→ TASK BRIEF: Reproduce the material exactly, omitting nothing.

── MATERIAL SHOWN ──

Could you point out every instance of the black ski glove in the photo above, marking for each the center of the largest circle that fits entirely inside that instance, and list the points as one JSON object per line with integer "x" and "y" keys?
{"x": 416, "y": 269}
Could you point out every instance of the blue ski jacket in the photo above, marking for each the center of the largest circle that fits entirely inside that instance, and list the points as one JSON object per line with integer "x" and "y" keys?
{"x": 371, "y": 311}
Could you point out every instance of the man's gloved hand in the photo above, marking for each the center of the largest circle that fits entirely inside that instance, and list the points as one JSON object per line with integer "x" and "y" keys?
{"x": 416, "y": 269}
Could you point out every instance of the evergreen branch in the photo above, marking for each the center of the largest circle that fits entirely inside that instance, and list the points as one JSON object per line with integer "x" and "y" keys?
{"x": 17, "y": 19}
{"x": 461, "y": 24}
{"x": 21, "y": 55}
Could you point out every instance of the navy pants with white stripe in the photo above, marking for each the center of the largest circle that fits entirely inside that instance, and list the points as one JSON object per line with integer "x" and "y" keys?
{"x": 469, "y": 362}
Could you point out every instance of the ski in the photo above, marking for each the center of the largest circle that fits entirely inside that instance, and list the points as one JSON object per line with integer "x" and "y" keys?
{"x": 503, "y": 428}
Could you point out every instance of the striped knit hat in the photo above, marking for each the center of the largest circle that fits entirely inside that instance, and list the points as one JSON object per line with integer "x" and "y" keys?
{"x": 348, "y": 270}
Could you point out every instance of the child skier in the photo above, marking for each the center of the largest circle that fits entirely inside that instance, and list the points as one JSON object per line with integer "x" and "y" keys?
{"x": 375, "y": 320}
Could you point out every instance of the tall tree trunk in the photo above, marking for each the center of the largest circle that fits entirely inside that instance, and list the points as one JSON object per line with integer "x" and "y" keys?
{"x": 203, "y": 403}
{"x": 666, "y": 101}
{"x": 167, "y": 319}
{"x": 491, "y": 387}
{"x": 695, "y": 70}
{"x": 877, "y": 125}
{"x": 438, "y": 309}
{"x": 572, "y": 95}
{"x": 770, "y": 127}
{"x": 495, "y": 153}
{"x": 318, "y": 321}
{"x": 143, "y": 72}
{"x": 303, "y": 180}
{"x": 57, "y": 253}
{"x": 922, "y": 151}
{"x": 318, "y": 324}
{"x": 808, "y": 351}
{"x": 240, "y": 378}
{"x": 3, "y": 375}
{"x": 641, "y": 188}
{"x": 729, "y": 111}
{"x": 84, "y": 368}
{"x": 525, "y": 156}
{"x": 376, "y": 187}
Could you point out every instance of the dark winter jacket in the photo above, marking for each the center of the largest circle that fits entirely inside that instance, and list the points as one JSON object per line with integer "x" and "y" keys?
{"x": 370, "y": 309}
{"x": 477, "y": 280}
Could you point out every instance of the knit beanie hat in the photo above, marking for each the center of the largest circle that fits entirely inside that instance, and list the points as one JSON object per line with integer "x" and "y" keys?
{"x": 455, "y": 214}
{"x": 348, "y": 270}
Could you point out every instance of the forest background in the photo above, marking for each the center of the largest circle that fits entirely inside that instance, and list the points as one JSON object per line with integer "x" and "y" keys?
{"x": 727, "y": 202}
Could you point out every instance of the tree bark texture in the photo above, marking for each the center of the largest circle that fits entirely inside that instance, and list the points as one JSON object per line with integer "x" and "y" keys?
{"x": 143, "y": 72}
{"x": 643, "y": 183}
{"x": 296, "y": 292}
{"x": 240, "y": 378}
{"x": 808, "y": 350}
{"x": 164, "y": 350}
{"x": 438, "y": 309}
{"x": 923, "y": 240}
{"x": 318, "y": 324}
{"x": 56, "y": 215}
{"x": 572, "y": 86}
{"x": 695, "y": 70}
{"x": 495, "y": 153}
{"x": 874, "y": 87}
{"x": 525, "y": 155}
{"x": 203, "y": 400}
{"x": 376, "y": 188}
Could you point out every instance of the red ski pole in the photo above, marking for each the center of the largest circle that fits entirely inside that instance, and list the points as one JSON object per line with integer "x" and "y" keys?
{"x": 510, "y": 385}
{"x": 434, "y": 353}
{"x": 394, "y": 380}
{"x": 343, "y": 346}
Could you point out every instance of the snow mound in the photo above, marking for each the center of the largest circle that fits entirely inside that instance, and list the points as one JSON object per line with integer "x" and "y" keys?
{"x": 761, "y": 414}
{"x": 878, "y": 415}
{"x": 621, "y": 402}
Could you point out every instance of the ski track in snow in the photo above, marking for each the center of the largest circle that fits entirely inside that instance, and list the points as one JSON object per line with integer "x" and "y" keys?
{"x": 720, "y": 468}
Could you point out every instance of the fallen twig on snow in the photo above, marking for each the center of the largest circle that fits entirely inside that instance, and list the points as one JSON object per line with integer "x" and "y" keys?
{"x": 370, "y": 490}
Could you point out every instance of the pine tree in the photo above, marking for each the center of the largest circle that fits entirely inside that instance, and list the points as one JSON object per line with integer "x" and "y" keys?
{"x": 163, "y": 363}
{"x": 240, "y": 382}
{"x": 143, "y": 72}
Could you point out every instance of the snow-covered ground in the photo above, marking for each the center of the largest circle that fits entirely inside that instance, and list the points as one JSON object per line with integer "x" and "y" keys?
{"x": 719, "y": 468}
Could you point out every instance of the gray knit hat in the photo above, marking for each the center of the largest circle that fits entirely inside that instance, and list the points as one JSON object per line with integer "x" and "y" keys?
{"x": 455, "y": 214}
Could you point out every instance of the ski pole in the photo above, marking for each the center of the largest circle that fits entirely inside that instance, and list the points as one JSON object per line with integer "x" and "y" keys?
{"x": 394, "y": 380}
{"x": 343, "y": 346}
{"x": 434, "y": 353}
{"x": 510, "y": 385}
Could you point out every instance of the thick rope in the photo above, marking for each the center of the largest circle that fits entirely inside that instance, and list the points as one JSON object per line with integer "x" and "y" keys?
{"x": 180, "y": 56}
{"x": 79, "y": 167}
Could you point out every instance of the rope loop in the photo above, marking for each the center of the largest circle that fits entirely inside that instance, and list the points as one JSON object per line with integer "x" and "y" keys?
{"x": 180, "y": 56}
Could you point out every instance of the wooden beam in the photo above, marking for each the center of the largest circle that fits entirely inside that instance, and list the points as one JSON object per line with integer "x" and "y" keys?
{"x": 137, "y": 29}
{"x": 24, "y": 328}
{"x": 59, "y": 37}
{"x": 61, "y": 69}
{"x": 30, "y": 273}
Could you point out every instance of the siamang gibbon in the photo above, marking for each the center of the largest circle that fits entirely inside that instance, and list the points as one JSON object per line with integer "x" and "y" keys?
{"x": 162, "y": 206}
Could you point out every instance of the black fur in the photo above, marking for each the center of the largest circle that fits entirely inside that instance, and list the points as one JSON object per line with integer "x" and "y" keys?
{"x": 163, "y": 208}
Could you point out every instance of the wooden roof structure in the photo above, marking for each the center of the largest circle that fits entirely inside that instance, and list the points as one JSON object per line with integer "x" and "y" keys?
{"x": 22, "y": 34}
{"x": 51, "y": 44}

───

→ WRITTEN ANSWER:
Could you point out every instance of the black ski glove in the photo above, marking for each the center of the largest circle that fits entirely inside that instance, and list the points as one JSON object per line with integer "x" and "y" keys?
{"x": 416, "y": 269}
Could you point out every instance of the blue ski jacket in the photo above, marking for each the center of the largest circle that fits entirely inside that instance, and list the points as one JSON object per line with integer "x" and "y" keys?
{"x": 371, "y": 311}
Could you point out every instance of the man's gloved hand in the photo above, marking for each the center of the largest circle that fits entirely inside that instance, and list the points as one JSON object per line with integer "x" and "y" keys?
{"x": 416, "y": 269}
Could you point out every instance of the evergreen branch in the photo above, marking for each the center of the largest circle that fits entirely inside that instance, and list the points as one JSON object per line with integer "x" and "y" keys?
{"x": 17, "y": 19}
{"x": 461, "y": 24}
{"x": 21, "y": 55}
Could you point out every instance of the navy pants with white stripe in the photo above, marking for each the center of the largest circle that fits entirely inside that instance, and list the points as one JSON object per line with integer "x" and "y" keys?
{"x": 469, "y": 362}
Could you point out every instance of the ski in the photo above, marking for each the center of the largest circle that fits entirely inside that instance, and list the points as one JSON object per line with integer "x" and "y" keys?
{"x": 503, "y": 428}
Could you point out every instance of the striped knit hat in the photo above, marking for each the center of the largest circle that fits entirely inside that instance, and list the points as one JSON object per line with integer "x" and "y" keys?
{"x": 348, "y": 270}
Could you point out every instance of the child skier in the photo above, marking for each the center of the largest circle that fits entirely inside that instance, and list the points as one JSON object per line with integer "x" and "y" keys?
{"x": 375, "y": 320}
Could you point out every instance of the tall tree trunk in the photo above, marking for each the center of the largest circle that fits entirely inside that instance, and list the points as one JSON object per line with integer "x" and "y" keys?
{"x": 203, "y": 403}
{"x": 666, "y": 101}
{"x": 167, "y": 319}
{"x": 491, "y": 387}
{"x": 695, "y": 70}
{"x": 877, "y": 125}
{"x": 438, "y": 309}
{"x": 572, "y": 95}
{"x": 770, "y": 127}
{"x": 495, "y": 153}
{"x": 318, "y": 321}
{"x": 143, "y": 72}
{"x": 303, "y": 180}
{"x": 57, "y": 253}
{"x": 922, "y": 151}
{"x": 318, "y": 324}
{"x": 808, "y": 351}
{"x": 240, "y": 378}
{"x": 3, "y": 375}
{"x": 641, "y": 188}
{"x": 729, "y": 111}
{"x": 84, "y": 368}
{"x": 525, "y": 156}
{"x": 376, "y": 187}
Could you point out every instance of the dark winter jacket in the photo above, marking for each the center of the largest circle that fits entirely inside that instance, and list the points as one JSON object per line with integer "x" and "y" keys?
{"x": 370, "y": 309}
{"x": 477, "y": 280}
Could you point out every instance of the knit beanie hat in the photo above, marking for each the center of the largest circle that fits entirely inside that instance, and list the points as one JSON object per line with integer "x" and "y" keys?
{"x": 455, "y": 214}
{"x": 348, "y": 270}
Could you point out every instance of the forest background in the photo above, marking for each the center of the largest circle that fits entirely inside that instance, and list the points as one JSON object per line with integer "x" and "y" keys?
{"x": 727, "y": 202}
Could you point out every instance of the tree bark texture in the photo above, marking for each the center of the largest circle that fits entirely inside that instance, and list the points as one JSON object per line with integer "x" and "y" keys?
{"x": 143, "y": 72}
{"x": 643, "y": 183}
{"x": 296, "y": 292}
{"x": 240, "y": 378}
{"x": 808, "y": 350}
{"x": 164, "y": 350}
{"x": 438, "y": 309}
{"x": 923, "y": 240}
{"x": 318, "y": 324}
{"x": 56, "y": 215}
{"x": 572, "y": 86}
{"x": 695, "y": 70}
{"x": 495, "y": 153}
{"x": 874, "y": 87}
{"x": 525, "y": 155}
{"x": 203, "y": 400}
{"x": 376, "y": 188}
Could you point out every instance of the red ski pole in the photo above, marking for each the center of the largest circle that fits entirely inside that instance, and list the points as one JSON object per line with integer "x" and "y" keys?
{"x": 510, "y": 385}
{"x": 434, "y": 353}
{"x": 394, "y": 380}
{"x": 343, "y": 346}
Could you point out every instance of the snow mound in the photo above, marking for each the center of the largest circle that fits entirely inside that instance, and list the points as one JSON object per line with integer "x" and "y" keys?
{"x": 761, "y": 414}
{"x": 878, "y": 415}
{"x": 621, "y": 402}
Could you point out every instance of the ski track in snow in the photo above, marking for each the center of the largest circle that fits entirely inside that instance, and list the points as one JSON object per line with integer "x" and "y" keys?
{"x": 720, "y": 468}
Could you point out every instance of the fallen twig on snow in the photo above, marking for each the center of the largest circle that fits entirely inside that instance, and list the points as one JSON object per line with integer "x" and "y" keys?
{"x": 370, "y": 490}
Could you point out every instance of the pine tree in the photo above, marking for each the center of the largest circle that fits entirely inside that instance, and list the points as one JSON object per line with integer "x" and "y" keys?
{"x": 163, "y": 363}
{"x": 240, "y": 382}
{"x": 143, "y": 72}
Could you point out every instance of the snow-covered ground in the photo above, marking for each the center of the largest circle that fits entirely inside that instance, and list the points as one JSON object per line with integer "x" and "y" keys?
{"x": 719, "y": 468}
Could you point out every instance of the gray knit hat in the photo above, marking for each the center of the largest circle that fits entirely inside that instance, and list the points as one JSON object per line with integer "x" and "y" keys?
{"x": 455, "y": 214}
Could you point out every instance of the ski pole in the photo above, marking for each the center of the largest circle that fits entirely inside that instance, and list the points as one JSON object per line with integer "x" and "y" keys?
{"x": 394, "y": 380}
{"x": 343, "y": 346}
{"x": 434, "y": 353}
{"x": 510, "y": 385}
Could you point out every instance of the thick rope in the photo above, marking for each the center of the largest circle that fits entirely inside that instance, and list the points as one JSON object per line with integer "x" and "y" keys?
{"x": 180, "y": 56}
{"x": 79, "y": 167}
Could you point out every instance of the rope loop in the photo above, marking for each the center of the largest circle that fits entirely inside that instance, and list the points as one JSON object per line with integer "x" and "y" keys?
{"x": 180, "y": 56}
Could you point out every instance of the wooden beam in the photo above, marking for each the center of the largest circle that fits entirely inside that instance, and list the points as one JSON object per line with integer "x" and "y" keys?
{"x": 137, "y": 29}
{"x": 24, "y": 328}
{"x": 59, "y": 37}
{"x": 61, "y": 69}
{"x": 30, "y": 273}
Could you point out every instance of the siamang gibbon in the photo above, marking for each the center of the largest circle that fits entirely inside that instance, and list the points as one JSON object per line with integer "x" and "y" keys?
{"x": 162, "y": 206}
Could you point out every instance of the black fur in the photo above, marking for each the center of the largest circle that fits entirely inside that instance, and list the points as one JSON object per line with integer "x" and "y" keys?
{"x": 163, "y": 208}
Could you point out every instance of the wooden roof structure in the photo above, marking for each the center of the largest circle that fits entirely inside that instance, and list the points as one JSON object per line with integer "x" and "y" keys?
{"x": 22, "y": 34}
{"x": 51, "y": 44}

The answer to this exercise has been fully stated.